>>>>

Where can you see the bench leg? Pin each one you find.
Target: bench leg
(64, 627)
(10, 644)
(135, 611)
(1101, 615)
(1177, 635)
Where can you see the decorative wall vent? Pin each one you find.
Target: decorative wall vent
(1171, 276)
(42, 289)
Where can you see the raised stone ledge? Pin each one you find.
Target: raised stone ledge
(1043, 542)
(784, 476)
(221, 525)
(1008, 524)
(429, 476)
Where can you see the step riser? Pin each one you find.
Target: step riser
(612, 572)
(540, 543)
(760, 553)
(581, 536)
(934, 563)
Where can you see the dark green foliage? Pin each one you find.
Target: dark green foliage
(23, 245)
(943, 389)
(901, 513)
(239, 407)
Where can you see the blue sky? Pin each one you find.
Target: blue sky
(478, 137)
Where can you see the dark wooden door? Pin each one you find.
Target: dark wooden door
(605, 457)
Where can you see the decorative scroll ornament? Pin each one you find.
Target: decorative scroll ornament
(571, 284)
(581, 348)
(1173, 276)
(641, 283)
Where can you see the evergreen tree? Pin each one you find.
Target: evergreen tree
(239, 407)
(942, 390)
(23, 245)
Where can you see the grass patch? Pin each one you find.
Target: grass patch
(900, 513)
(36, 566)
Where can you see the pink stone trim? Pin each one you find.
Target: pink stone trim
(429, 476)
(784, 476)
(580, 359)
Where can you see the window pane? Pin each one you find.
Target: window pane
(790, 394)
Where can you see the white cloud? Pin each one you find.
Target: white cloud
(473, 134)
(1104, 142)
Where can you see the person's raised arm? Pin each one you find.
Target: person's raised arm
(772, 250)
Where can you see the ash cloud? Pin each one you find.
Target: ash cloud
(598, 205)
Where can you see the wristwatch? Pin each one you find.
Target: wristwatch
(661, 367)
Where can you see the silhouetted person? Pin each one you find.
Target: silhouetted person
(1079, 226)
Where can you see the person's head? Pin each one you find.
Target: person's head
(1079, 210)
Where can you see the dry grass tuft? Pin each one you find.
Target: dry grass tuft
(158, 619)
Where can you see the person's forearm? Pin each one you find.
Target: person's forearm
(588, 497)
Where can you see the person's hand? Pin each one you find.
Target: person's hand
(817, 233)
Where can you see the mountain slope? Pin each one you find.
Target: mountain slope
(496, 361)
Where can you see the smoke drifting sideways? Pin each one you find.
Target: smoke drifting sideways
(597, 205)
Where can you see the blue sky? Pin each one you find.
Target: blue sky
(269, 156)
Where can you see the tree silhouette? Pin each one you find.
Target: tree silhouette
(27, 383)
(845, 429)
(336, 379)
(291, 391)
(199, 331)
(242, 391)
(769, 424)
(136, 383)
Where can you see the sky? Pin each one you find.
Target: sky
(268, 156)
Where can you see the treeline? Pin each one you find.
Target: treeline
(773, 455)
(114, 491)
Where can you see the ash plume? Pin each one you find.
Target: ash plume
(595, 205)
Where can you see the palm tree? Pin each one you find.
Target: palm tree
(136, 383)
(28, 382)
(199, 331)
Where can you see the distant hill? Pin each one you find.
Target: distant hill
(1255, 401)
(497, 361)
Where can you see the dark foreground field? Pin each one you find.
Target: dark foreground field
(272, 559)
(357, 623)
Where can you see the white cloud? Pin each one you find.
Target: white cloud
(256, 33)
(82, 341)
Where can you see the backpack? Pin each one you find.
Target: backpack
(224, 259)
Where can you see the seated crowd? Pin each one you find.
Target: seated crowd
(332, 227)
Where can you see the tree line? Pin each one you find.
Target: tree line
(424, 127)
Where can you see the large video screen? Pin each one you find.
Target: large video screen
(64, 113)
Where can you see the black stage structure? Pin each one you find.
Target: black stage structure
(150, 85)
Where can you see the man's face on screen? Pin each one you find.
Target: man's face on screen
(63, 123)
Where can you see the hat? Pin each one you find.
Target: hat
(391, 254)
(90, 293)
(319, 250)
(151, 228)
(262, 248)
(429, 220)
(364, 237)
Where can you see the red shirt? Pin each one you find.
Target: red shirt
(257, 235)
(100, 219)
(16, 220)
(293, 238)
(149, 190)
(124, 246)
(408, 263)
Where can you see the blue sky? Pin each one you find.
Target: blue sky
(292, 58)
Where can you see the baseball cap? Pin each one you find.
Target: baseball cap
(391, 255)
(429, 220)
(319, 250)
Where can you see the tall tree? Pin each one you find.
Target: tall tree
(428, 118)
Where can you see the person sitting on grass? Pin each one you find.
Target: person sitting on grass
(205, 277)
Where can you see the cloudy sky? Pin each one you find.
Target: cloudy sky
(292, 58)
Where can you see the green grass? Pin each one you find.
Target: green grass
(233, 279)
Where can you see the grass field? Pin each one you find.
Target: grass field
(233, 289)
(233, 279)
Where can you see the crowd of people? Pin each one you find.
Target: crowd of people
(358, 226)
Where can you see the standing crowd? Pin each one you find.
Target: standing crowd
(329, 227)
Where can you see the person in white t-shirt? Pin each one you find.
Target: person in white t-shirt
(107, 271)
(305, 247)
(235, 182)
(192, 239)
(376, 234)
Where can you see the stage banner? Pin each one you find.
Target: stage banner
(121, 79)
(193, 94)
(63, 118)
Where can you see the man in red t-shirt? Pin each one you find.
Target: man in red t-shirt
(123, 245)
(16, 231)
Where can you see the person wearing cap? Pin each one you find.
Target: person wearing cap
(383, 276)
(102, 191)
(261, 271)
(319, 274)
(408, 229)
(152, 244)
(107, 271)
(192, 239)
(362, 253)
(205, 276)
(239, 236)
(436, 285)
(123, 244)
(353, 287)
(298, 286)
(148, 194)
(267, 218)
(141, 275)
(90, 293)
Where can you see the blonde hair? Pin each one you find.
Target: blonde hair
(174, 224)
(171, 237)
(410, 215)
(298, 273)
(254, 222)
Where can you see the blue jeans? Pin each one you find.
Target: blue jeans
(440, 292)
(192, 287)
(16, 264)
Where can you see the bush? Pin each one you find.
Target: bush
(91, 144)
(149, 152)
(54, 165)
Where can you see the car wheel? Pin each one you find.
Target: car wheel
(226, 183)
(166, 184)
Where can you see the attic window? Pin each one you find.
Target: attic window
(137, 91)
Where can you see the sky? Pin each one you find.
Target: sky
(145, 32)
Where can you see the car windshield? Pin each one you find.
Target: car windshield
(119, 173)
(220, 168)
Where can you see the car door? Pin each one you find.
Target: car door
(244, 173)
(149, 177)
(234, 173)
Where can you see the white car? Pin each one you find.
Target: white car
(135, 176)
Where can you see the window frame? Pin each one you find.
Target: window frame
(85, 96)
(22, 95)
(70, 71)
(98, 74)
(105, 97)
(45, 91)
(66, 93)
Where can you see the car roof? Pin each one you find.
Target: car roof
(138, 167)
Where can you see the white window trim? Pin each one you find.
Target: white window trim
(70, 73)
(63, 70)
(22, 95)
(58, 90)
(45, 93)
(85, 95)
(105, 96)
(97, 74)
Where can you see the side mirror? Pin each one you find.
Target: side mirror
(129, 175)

<<<<

• EXERCISE REQUIREMENTS: Set down exactly the lines of the data above, beginning with the line that has "Target: decorative wall vent" and ending with the line that has "Where can you see the step", and no others.

• RESPONSE AREA:
Target: decorative wall vent
(1171, 276)
(42, 289)
Where can you see the raised stone ledge? Pin each one you find.
Target: raised stone ledge
(1043, 542)
(784, 476)
(221, 525)
(1008, 524)
(429, 476)
Where can you see the step riser? Pin each one you find.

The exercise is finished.